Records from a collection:

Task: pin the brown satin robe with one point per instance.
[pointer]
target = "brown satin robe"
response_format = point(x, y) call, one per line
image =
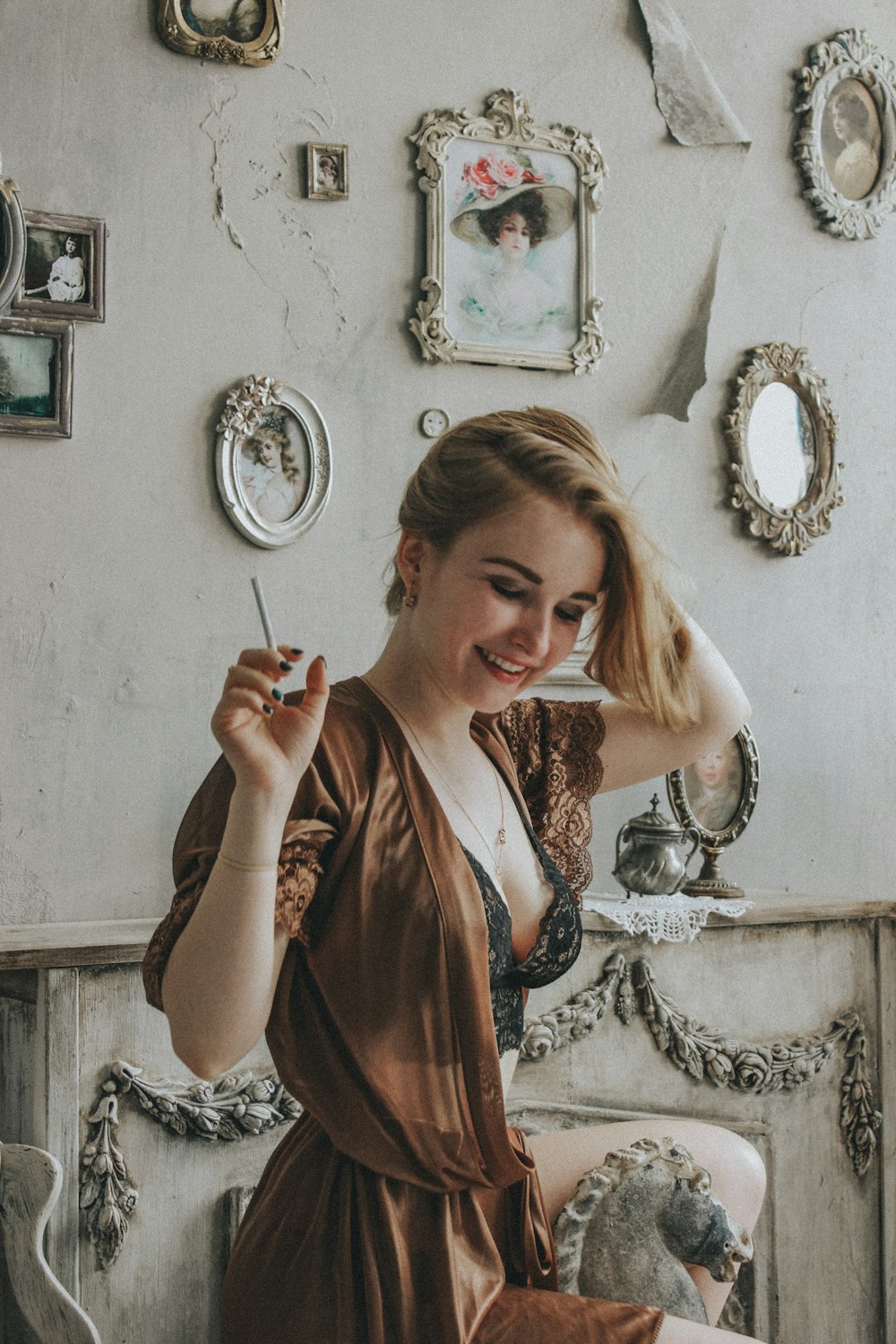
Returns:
point(400, 1209)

## STATED EXERCISE
Reproduce the listing above with every instance of "satin" swapped for "silk", keeping everything else the same, and omit the pictures from your answer.

## TASK RESULT
Task: pin the brown silk robe with one point per instance.
[pointer]
target = "brown silk robe"
response_format = point(x, y) call, one per line
image =
Returns:
point(400, 1209)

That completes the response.